Emit only the lines from the line containing "Task: place one pin on each instance of the green check" through the last line of the entries, unchanged.

— Items —
— Begin —

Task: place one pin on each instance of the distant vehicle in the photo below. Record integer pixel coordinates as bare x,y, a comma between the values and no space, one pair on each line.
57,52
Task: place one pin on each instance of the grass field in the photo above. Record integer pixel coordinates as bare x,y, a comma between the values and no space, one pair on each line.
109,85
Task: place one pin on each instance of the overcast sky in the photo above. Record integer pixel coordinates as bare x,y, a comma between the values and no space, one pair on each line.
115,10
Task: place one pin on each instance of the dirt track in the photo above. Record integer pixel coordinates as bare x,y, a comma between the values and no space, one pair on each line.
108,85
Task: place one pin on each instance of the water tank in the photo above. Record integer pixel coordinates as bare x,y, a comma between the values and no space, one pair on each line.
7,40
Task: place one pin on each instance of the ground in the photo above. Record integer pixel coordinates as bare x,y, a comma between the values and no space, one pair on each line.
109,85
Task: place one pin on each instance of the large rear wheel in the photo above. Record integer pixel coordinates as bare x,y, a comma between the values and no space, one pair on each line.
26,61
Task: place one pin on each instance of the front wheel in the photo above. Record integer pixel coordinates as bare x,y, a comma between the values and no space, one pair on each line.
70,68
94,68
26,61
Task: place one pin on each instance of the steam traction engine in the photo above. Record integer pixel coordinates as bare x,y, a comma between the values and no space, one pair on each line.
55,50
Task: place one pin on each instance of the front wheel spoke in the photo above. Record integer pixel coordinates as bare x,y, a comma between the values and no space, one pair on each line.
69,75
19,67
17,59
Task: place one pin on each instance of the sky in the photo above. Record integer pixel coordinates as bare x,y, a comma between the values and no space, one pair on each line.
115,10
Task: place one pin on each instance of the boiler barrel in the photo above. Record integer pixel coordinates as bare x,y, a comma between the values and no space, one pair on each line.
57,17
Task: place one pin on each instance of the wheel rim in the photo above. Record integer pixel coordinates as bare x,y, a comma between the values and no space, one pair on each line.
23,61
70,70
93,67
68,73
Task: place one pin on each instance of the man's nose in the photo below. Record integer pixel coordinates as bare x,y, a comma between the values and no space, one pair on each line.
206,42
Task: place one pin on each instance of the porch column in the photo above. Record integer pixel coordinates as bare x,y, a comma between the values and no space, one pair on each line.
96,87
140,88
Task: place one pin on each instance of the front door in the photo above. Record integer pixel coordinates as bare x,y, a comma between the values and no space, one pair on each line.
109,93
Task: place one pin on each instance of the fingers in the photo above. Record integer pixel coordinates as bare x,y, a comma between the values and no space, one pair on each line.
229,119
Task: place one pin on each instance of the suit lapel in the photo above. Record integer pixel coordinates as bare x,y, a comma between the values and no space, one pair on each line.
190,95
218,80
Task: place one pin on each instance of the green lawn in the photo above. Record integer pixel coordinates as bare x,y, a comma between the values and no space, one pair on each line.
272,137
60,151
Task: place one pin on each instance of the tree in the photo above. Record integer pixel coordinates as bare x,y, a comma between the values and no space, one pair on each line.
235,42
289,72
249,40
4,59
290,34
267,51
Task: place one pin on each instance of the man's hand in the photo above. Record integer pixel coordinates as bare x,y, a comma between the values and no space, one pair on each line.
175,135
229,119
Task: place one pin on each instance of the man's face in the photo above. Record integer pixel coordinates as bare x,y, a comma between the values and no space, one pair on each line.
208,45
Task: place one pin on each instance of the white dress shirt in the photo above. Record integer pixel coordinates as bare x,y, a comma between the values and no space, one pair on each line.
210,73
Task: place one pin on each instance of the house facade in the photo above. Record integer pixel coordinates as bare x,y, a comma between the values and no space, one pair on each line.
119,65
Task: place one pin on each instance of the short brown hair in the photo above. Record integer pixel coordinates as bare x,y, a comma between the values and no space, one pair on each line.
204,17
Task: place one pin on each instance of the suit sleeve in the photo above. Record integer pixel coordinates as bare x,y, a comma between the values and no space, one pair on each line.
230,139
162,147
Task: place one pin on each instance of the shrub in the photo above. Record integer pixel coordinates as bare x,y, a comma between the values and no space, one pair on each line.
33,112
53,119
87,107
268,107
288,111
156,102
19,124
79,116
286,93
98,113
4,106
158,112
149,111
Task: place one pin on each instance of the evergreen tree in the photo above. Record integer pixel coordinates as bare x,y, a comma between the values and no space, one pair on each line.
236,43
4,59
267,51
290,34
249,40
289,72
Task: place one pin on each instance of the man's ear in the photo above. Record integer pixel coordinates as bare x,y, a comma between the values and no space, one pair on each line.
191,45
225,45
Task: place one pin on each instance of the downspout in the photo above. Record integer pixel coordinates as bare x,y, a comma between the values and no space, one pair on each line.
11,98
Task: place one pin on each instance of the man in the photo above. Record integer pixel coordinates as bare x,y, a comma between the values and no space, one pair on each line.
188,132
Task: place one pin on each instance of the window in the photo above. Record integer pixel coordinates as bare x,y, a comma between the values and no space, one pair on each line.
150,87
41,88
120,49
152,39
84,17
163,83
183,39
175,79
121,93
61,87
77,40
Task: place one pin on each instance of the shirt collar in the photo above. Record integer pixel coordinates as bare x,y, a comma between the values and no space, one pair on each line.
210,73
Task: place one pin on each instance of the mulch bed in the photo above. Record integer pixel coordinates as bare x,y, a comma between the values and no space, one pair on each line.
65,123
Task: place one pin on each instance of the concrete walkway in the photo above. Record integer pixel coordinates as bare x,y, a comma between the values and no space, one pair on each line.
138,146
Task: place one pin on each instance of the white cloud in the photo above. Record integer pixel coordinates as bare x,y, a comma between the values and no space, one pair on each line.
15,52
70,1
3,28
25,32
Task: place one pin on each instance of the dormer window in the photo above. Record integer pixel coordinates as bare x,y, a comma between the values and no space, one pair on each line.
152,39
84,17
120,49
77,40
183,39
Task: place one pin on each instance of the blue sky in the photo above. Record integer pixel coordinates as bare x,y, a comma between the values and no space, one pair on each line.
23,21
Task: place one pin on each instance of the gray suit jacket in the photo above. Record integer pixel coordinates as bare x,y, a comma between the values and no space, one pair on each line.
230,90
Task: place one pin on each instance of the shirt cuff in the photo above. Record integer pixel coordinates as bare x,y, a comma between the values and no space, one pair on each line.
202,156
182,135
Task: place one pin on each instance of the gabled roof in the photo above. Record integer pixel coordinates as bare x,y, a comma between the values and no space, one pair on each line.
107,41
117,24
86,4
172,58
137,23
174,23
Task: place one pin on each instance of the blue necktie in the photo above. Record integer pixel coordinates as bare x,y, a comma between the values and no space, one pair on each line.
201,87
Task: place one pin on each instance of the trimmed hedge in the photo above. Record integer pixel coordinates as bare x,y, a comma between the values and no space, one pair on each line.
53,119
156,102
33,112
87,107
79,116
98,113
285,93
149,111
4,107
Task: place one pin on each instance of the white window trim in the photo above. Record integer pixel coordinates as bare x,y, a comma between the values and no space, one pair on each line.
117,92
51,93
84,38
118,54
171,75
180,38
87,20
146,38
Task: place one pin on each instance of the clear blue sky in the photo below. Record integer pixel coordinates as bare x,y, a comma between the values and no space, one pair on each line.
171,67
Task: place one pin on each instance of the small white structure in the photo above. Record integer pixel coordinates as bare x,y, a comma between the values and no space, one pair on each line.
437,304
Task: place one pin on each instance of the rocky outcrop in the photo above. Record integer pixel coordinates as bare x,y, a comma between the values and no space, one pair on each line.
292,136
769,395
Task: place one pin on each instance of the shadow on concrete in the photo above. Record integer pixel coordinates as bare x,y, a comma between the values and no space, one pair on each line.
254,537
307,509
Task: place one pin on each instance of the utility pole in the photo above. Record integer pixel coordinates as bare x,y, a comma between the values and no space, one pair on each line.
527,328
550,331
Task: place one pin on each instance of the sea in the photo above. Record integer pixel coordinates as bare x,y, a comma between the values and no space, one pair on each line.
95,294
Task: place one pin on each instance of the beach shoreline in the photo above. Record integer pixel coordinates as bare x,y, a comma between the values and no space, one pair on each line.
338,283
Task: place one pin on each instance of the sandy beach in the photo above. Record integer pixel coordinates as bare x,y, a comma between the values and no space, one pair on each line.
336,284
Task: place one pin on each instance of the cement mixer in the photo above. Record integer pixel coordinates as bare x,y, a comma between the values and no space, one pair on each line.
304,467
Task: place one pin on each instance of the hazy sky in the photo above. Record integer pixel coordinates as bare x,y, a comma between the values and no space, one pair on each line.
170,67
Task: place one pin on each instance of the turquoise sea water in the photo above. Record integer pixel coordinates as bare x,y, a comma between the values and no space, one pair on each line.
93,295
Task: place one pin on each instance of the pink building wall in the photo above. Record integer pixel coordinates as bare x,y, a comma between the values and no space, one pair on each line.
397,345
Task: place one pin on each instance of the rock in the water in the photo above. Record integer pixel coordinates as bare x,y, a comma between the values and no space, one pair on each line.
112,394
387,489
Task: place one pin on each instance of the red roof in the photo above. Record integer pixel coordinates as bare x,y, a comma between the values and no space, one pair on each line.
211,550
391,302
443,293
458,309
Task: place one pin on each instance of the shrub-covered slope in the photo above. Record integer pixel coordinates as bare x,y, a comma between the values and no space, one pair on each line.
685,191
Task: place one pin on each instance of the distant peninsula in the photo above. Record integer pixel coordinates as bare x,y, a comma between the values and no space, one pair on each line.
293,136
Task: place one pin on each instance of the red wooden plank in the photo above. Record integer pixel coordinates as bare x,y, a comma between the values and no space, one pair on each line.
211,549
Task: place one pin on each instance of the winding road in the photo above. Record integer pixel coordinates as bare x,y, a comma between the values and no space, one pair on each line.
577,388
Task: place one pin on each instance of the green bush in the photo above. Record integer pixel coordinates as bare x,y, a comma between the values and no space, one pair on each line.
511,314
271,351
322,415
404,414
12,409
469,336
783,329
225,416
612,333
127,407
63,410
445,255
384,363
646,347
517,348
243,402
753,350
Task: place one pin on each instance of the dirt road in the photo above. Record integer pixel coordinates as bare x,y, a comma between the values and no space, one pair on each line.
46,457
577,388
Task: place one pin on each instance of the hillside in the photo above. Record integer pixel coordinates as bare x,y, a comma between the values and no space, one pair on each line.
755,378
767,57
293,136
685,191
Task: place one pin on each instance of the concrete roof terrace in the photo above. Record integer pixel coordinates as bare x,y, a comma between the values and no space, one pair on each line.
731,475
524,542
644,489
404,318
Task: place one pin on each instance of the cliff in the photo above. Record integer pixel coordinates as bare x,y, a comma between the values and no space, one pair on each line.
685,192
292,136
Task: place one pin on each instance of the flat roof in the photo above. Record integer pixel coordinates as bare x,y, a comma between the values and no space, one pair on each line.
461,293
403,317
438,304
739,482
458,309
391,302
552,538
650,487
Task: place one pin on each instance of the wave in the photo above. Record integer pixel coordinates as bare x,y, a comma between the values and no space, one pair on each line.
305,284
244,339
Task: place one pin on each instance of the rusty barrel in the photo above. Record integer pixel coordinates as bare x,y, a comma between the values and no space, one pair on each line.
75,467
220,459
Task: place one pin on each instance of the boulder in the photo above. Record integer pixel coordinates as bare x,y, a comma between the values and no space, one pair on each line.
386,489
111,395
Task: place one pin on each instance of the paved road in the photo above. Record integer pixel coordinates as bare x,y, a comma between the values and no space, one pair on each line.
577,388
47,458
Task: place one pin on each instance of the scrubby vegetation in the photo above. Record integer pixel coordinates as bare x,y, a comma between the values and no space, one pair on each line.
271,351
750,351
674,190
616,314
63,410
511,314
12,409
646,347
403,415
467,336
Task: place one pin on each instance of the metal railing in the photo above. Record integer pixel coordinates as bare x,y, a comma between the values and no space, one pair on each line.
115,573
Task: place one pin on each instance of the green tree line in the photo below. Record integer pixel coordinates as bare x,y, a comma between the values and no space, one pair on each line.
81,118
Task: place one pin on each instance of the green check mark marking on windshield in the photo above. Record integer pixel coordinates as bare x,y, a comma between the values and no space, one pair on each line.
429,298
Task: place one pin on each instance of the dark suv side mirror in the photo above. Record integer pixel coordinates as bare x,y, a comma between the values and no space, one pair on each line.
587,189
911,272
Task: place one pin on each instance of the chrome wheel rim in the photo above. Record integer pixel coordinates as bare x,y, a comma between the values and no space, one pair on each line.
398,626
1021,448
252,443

— End —

— The output —
Task: place one pin on each instance of the green check mark marking on windshield in the photo above. Record integer pixel coordinates as bare x,y, a comma between the values and no space, one pair on each line.
429,298
Task: place one pin on each instance of the dark suv side mirror in the photo above. Record integer pixel coordinates as bare x,y, a comma between the values and no space, one pair on each line.
587,189
911,272
Task: place one pin on each instance of the chrome wheel rim in the photo above. Record integer pixel coordinates as bare x,y, a comma between the values and no space, one pair on each line.
398,626
1021,448
252,443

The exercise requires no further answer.